* **Document passage**:

[Start of Attachment]

Imagination lives inside our minds, invisible to the naked eye. We witness the unfolding of our thoughts, alone. Does that make them delusions? Where do we draw that line?
In childhood, art seeped through my pores. I expressed myself with ink, color, and words. Children’s books flowed from my fingers like fluid speech; my typewriter became an extension of myself.
Without imagination, my world would be dark. An environment void of creativity is unfathomable. However, for a twelve-year-old girl struggling with her first signs of depression, my darkness was leading me into that cavern. I knew nothing about delusions and their possible connections to my imagination.
Years later, dancing between depression and mania, I had a psychotic break. When I was twenty-five years old, I checked into a psychiatric hospital, where the “schizo” part of my disorder came out to play. I had hallucinations, nightmares, and delusions. These are events I could never have imagined. I was filled with untruths, convinced they were facts. During this period in my life, I coped with madness by utilizing words and colors. My imagination was my safe haven, the location of my inner peace.

[End of Attachment]

[Stored entries]
[Start of Attachment]

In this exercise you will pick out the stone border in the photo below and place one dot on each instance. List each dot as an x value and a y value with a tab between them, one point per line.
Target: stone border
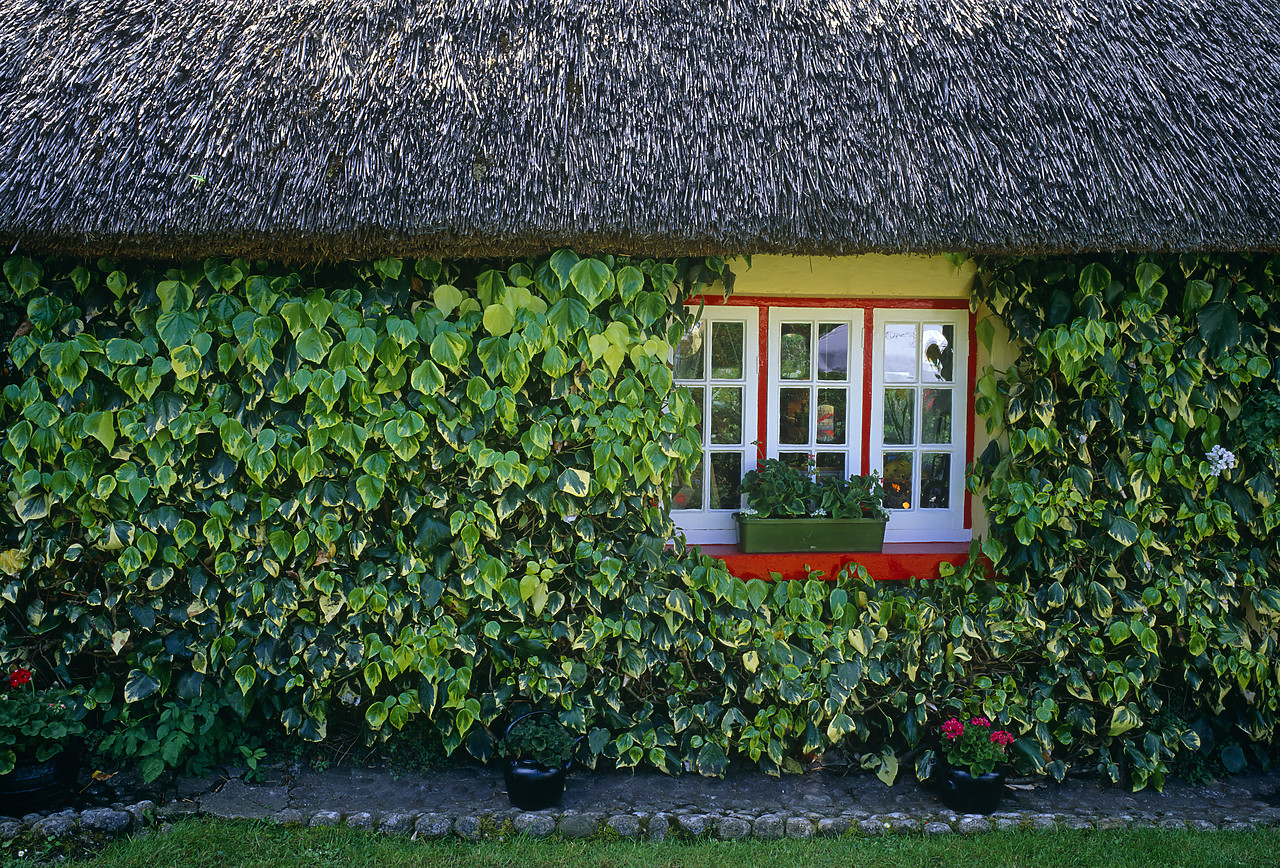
661	826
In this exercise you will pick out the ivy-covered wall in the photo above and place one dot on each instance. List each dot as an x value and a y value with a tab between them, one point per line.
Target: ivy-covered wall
248	497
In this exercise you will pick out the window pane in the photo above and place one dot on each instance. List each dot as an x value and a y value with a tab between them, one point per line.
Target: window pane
831	464
899	416
727	351
695	392
726	414
935	480
832	412
897	480
798	460
726	480
686	490
794	364
795	416
833	351
900	353
689	355
936	416
938	353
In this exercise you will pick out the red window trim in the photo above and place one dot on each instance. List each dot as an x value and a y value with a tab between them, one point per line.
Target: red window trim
868	305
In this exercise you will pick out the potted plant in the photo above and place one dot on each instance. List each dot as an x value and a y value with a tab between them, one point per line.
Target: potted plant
790	510
538	752
37	729
968	781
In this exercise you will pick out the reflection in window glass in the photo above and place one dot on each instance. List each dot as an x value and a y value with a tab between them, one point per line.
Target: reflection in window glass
831	464
794	426
695	392
689	355
686	490
936	416
726	480
833	351
726	414
900	353
727	351
897	480
794	362
937	357
832	412
935	480
899	416
798	460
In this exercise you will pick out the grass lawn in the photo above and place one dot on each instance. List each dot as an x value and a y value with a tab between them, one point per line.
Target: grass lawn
199	844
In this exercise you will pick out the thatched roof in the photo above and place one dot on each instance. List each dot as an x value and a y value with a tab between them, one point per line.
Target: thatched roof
333	128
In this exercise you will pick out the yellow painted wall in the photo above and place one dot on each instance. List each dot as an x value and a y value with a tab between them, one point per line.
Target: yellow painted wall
872	275
881	277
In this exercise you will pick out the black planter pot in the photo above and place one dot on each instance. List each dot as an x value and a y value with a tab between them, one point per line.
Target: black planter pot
965	794
533	786
33	785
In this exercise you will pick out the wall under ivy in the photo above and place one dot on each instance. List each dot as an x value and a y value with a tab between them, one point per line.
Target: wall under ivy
248	497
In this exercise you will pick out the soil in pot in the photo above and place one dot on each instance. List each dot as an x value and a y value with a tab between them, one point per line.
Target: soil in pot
533	786
33	785
965	794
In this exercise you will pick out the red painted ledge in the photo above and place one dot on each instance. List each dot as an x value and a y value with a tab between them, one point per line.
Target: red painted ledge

[End of Attachment]

* **Questions to answer**:
• A. Please answer these questions about the passage on imagination, one per line:
(i) What did the narrator's typewriter become in childhood?
(ii) What was the twelve-year-old struggling with?
(iii) At what age did the narrator check into a psychiatric hospital?
• B. In the passage on imagination, how did the narrator cope with madness during the hospital period, and why did imagination serve that role?
These records were taken from a separate source.

* **Answer list**:
• A.
(i) An extension of the narrator's self.
(ii) The first signs of depression.
(iii) Twenty-five.

• B. The narrator coped with madness by using words and colors. Imagination served that role because it was the narrator's safe haven, the place of inner peace.